>> Start MATERIAL SHOWN

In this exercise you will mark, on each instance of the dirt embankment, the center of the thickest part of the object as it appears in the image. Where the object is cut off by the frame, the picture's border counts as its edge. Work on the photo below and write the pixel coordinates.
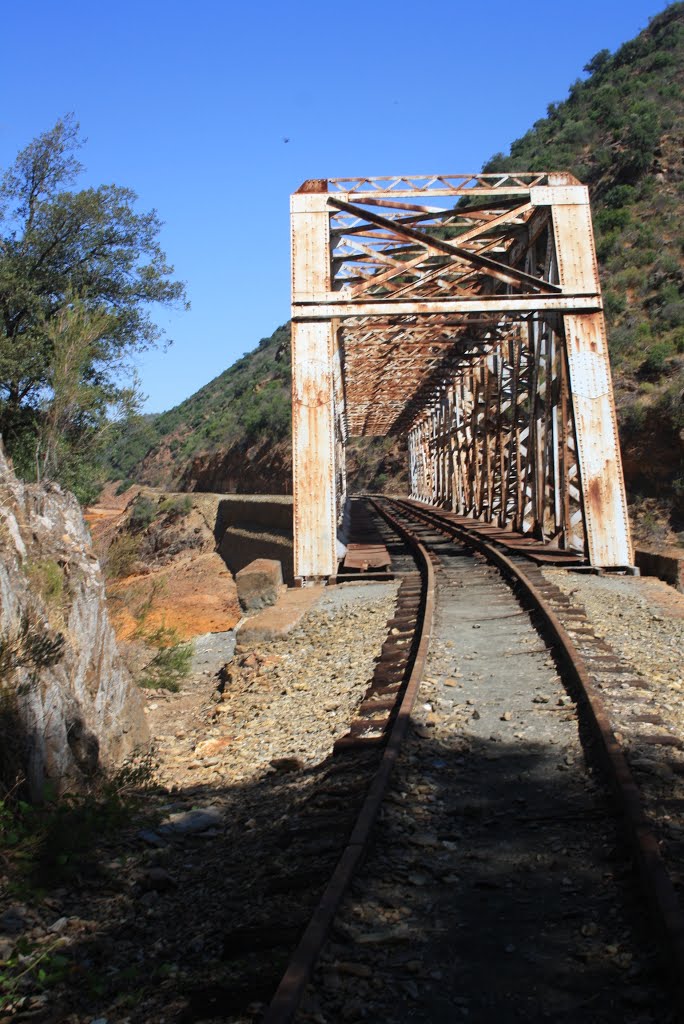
(158, 551)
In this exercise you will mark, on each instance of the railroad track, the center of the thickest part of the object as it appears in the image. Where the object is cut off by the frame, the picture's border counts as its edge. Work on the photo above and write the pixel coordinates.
(493, 793)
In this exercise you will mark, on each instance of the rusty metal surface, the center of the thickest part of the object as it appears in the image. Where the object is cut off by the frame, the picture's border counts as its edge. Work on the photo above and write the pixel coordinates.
(464, 311)
(364, 556)
(657, 883)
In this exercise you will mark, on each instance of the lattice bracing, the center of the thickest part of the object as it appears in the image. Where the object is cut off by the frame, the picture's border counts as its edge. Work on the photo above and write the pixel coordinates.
(464, 311)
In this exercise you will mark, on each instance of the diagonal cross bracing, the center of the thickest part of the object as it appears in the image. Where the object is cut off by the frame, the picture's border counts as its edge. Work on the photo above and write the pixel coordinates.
(465, 312)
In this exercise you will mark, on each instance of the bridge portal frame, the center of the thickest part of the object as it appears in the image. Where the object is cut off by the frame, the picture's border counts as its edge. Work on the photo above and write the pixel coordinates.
(570, 297)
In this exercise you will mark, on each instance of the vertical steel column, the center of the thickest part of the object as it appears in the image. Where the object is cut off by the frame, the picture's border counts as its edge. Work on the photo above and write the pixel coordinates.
(312, 394)
(606, 522)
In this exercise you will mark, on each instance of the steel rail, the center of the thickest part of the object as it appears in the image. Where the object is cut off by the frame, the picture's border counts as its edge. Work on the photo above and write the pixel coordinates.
(656, 883)
(291, 988)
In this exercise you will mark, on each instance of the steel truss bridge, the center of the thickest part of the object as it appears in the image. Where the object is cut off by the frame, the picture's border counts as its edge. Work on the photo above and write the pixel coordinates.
(464, 311)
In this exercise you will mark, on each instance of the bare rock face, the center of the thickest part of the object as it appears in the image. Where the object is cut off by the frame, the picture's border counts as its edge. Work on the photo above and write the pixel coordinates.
(68, 706)
(259, 584)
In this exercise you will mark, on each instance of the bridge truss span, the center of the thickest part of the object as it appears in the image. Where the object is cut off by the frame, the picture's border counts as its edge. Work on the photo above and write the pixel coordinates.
(465, 312)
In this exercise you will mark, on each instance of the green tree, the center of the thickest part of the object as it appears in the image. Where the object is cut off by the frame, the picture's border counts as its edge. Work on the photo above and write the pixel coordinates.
(80, 270)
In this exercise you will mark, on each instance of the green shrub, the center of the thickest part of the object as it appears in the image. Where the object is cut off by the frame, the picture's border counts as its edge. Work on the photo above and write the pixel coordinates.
(47, 578)
(178, 507)
(655, 361)
(122, 553)
(170, 665)
(142, 512)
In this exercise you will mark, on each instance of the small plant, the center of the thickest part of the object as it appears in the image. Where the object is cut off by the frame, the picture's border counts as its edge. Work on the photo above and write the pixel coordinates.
(46, 577)
(32, 968)
(122, 553)
(176, 507)
(143, 511)
(170, 665)
(656, 360)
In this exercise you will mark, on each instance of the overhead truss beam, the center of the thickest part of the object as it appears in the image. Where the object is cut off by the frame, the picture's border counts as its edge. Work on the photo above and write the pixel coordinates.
(464, 311)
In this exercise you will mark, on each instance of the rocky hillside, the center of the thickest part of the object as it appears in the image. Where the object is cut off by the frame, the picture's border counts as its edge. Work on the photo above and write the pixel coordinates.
(67, 702)
(621, 130)
(232, 435)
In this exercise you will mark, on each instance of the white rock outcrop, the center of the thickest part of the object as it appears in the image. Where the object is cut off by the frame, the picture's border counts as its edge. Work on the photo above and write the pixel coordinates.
(68, 705)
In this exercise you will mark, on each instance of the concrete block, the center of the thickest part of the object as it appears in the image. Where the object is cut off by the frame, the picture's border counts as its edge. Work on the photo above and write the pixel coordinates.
(667, 564)
(259, 584)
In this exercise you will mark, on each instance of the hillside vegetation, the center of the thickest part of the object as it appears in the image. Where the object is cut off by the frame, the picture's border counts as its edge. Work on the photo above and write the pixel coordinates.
(621, 131)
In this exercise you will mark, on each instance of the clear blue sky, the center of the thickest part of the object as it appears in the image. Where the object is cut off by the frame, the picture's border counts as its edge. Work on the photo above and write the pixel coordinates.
(189, 103)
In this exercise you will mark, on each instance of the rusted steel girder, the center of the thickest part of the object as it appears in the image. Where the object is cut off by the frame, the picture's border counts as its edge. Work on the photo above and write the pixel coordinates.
(472, 322)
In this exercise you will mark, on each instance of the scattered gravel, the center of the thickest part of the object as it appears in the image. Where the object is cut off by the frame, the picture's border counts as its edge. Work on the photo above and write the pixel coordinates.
(150, 926)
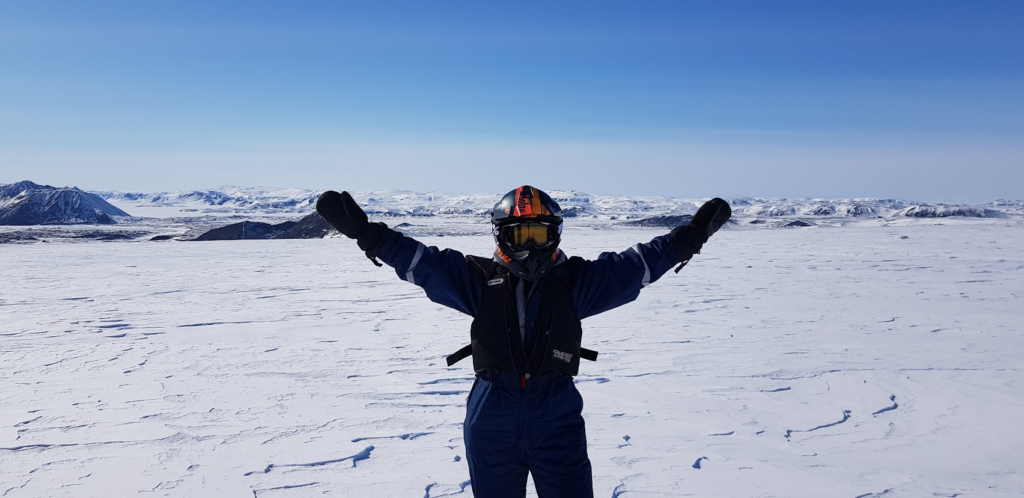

>> End MATERIAL SHOWN

## PROMPT
Reproduce all of the material above word for word, leaving the pictures out.

## ANSWER FOR THIS EXERCISE
In this exercise you will mark, on each instance of the dirt embankment, the center of the thickest part of the object as it appears in the image. Where the object is cut off by the frame, the picture's border counts as its edge. Work on the photo below and write the pixel coordinates.
(158, 551)
In this exercise you will mark, on each instance of the railroad track, the center of the thickest part of the object as it appears in the image. Where the object is cut off by the frame, the picture's border counts as its edge. Work on the photo above and write the pixel coordinates.
(493, 793)
In this exercise you will mark, on each instance of the rusty metal surface, the center of the thickest part of the object as it appears in the image. Where the object is cut off by the frame, the picture's border counts as its edge. Work on the photo above and write the pixel coordinates.
(464, 311)
(364, 556)
(657, 883)
In this exercise you will mark, on each instance of the lattice bracing, the center of the thickest part of the object as it appears in the image. Where the object is cut off by the frame, the picture's border counts as its edge. Work on the photo above and write the pixel coordinates.
(464, 311)
In this exercise you will mark, on each instance of the diagonal cross bracing, the center of the thickest part of the object as it appears in the image. Where the object is cut off by the frame, the picture's border counts as its edge. Work on the photo above and write the pixel coordinates.
(465, 312)
In this exercise you will mark, on each instance of the bridge portal frame, the center of the thickest part of the object as it appears in the image. Where the object is cut off by the frame, the picture's border counts as its edge. Work on the photo above and write the pixel coordinates.
(570, 297)
In this exercise you will mark, on each instance of the vertical steel column, the center of the thickest part of the object as it appears in the image. Where the object is cut off by the frame, the picture's border counts as its edge. Work on the photo above and write the pixel coordinates.
(312, 394)
(606, 522)
In this exercise you will mark, on each instance of the steel rail, the center of the thickest part of the object as it appears in the image. Where the object is cut off by the frame, the picture's border counts as its edge. Work on the photo above and write the pixel coordinates.
(656, 883)
(291, 988)
In this exercise you will mark, on each instance of the steel truss bridge, the center of the thickest part of the object as it appears in the image. Where the object is cut off by the frame, the picture's border counts as its edge. Work on the photo above and write the pixel coordinates.
(464, 311)
In this exercise you will mark, on each instance of the bare rock face, the center of the thickest part of the object as it appears in the image. Where the object is cut off by the frame, the picture's border counts as its edge. Work on the photo above and write the pixel coordinates.
(68, 706)
(259, 584)
In this exercise you will mark, on each instance of the bridge truss span, the center of the thickest part of the object as it appears in the image. Where the object is cut off by the frame, the picture's border counts as its edge. Work on the photo above and write the pixel coordinates.
(465, 312)
In this exercise you will mark, on each instance of the green tree, the center of the thickest part of the object as it appears in the image. Where the object is cut off by the frame, the picture's border counts as its edge. Work on the photo above and write the pixel coordinates.
(80, 270)
In this exercise you will mark, on each instance of the green shrub, the center of the thickest part of the object as it appears in the image. Where the object is cut off by the frame, the picture's border counts as its edge. Work on the photo above and write the pixel coordinates.
(47, 578)
(178, 507)
(655, 361)
(122, 553)
(170, 665)
(142, 512)
In this exercise you will mark, on each instance of the small plant, the center of the thickest part of the object as it appears in the image. Where the object is cut off by the frame, the picture's border counts as its edge. Work on the photo above and write the pixel coordinates.
(46, 577)
(32, 968)
(122, 553)
(176, 507)
(143, 511)
(170, 665)
(656, 360)
In this exercise you will mark, on each instance of the overhead truss beam, the center of the thickest part of the object as it appears in the image. Where the object is cut off by the frame, the picture's border counts as its edge. Work on the photo above and write the pixel coordinates.
(464, 311)
In this exercise you will mark, on each instance of the rocky hillside, the center of the thickest part of the object as it appears in the image. Where the object is cut off by the frame, the picture's border counts as its edge. Work on the photo above and write the pixel coordinates.
(67, 702)
(621, 130)
(232, 435)
In this exercise you will mark, on each instance of the white rock outcrop, the center of the thickest part of the object as it appears in the image. Where the object is cut off by the frame, the picture's border counts as its edge. Work on the photo above and write the pixel coordinates.
(68, 705)
In this exercise you will mark, on each instance of the concrete block, the center of the thickest part of the object as it appears in the image. Where the object is cut off by the frame, the picture's border counts as its edge. Work on the photo above and write the pixel coordinates.
(667, 564)
(259, 584)
In this exercise you will mark, on each instance of the hillside vegetation, the center of the thickest part of the object as it appears in the image. Where the object is cut off by the frame, the picture's border counts as its edge. Work on the photo above and write the pixel coordinates.
(621, 131)
In this exercise you will mark, on each instance of the clear blue sky, the center of the thickest part of the object as it appears in the image. Where the object is cut off by the frame, the picture's border counts as its edge. Work on the photo above and write the pixel coordinates.
(189, 103)
In this exercise you will mark, on each instance of the rusted steel girder, the center of the thickest part of the object as it appears in the image. Where the object is cut off by the frame, the picture's border counts as its edge. Work on the photo above and write the pixel coordinates.
(472, 322)
In this exercise you will mark, on each instance of the scattered gravel, the center of the thickest part of the object as it appears in the image. Where the object is cut off by the frame, the picture's border counts as its edge. Work on the photo above and write the pixel coordinates.
(150, 926)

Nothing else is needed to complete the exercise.